*AUFGABEN ZUR ÜBUNG:*
[a] Welche Zellen bleiben laut dem Text über Störungen der T-Zell-Entwicklung erhalten, wenn eines der Rekombinase-Enzyme fehlt?
[b] Führe den Text über Störungen der T-Zell-Entwicklung im Anschluss an seinen letzten Satz weiter.

*TEXTAUSZUG:*
┄┄┄┄┄┄┄┄┄┄┄┄┄┄┄┄┄┄┄┄

Störungen der T-Zell-Entwicklung
Die Rekombinasen RAG1 und RAG2 werden in der Entwicklung von Lymphozyten exprimiert. Im Rahmen der somatischen Rekombination vermitteln sie Doppelstrangbrüche in der DNA, wodurch aus dem Arsenal der variablen Genabschnitte V, D und J die Sequenz für die Antigen-bindenden Bereiche des Immunglobulin- sowie T-Zellrezeptors zusammengesetzt wird. Fehlt eines der Enzyme, führt dies zu einem schweren kombinierten Immundefekt (severe combined immunodeficiency, SCID) mit vollständig abwesenden B- und T-Zellen bei erhaltenen NK-Zellen. Klinisch fällt dies durch lebensbedrohliche Infektionen auf. Hypomorphe Varianten mit erhaltener Restaktivität der Enzyme bieten ein breites Spektrum klinischer Manifestationen. Ein Beispiel hierfür ist das Omenn Syndrom, welches durch Erythrodermie, Lymphadenopathie und Hepatosplenomegalie, sowie eine Infektneigung bei Hypogammaglobulinämie mit erhöhten IgE Spiegeln auffällt. Die wenigen generierten T-Lymphozyten sind kaum einer Kompetition um Überlebensfaktoren ausgesetzt, wodurch auch weniger affine autoreaktive T-Lymphozyten proliferieren können. Darüber hinaus sind auch regulatorische T-Zellen in Zahl und Funktion vermindert. Die gemeinsame Endstrecke sind Organinfiltrationen oligoklonaler, aktivierter T-Zellen ähnlich einer Graft-versus-Host-Reaktion.

┄┄┄┄┄┄┄┄┄┄┄┄┄┄┄┄┄┄┄┄

*ERFASSTE DATEN:*
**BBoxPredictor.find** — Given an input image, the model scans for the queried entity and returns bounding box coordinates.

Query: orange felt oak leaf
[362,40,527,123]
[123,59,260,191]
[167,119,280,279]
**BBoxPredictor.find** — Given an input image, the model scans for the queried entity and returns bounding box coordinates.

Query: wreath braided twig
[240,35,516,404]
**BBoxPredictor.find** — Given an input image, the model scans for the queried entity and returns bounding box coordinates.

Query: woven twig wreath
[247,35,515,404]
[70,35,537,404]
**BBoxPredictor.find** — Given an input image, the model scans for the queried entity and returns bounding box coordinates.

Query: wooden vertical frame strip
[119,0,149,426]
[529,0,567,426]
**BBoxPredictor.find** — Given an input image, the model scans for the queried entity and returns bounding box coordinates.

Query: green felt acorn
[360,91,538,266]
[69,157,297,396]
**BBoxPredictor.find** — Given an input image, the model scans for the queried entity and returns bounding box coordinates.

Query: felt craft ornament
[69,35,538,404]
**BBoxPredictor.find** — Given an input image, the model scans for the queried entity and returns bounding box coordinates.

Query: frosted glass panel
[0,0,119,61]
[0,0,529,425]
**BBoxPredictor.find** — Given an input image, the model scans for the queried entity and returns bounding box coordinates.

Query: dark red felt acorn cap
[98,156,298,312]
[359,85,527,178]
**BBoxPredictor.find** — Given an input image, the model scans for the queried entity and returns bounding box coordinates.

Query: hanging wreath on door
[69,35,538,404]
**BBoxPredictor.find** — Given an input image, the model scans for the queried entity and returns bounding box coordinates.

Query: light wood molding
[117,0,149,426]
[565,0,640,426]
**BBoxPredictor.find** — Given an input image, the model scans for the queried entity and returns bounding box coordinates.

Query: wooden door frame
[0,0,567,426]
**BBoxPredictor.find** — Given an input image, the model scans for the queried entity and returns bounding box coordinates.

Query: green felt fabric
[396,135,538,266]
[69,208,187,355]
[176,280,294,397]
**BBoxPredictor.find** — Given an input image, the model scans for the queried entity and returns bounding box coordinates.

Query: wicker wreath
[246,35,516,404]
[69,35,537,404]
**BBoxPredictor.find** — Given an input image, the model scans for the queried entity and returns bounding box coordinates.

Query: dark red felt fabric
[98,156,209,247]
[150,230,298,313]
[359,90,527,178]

┄┄┄┄┄┄┄┄┄┄┄┄┄┄┄┄┄┄┄┄

*ANTWORTEN:*
[a] Die NK-Zellen.

[b]
Eine Störung der B-Zell-Reifung resultiert beim Omenn-Syndrom in einer B-Lymphopenie. Durch vermehrte Verfügbarkeit des B-cell activating factors (BAFF) kommt es zu einer gestörten negativen Selektion und Expansion von autoreaktiven B-Zellen [8]. Die Folge sind zirkulierende Autoantikörper, welche mit weiteren autoimmunen Manifestationen wie Alopezie, Myasthenia gravis, Vitiligo und Psoriasis einhergehen.
Auch Störungen der T-Zell-Reifung und der zentralen Toleranzentwicklung führen als gemeinsame Endstrecke zu Autoimmunität. Beispiele hierfür sind Mutationen im Gen für den Transkriptionsfaktor Autoimmun-Regulator (AIRE), welches die Autoantigenpräsentation im Thymus reguliert; im DNA-Reparaturenzym DCLRE1C/Artemis, welches im Rahmen der V(D)J-Rekombination die Reparatur des Doppelstrangbruches vermittelt; sowie das Mikrodeletionssyndrom 22q11, auch DiGeorge-Syndrom genannt, das zu einem hypoplastischen oder vollständig fehlenden Thymus mit konsekutiver Störung der T-Zellentwicklung führt.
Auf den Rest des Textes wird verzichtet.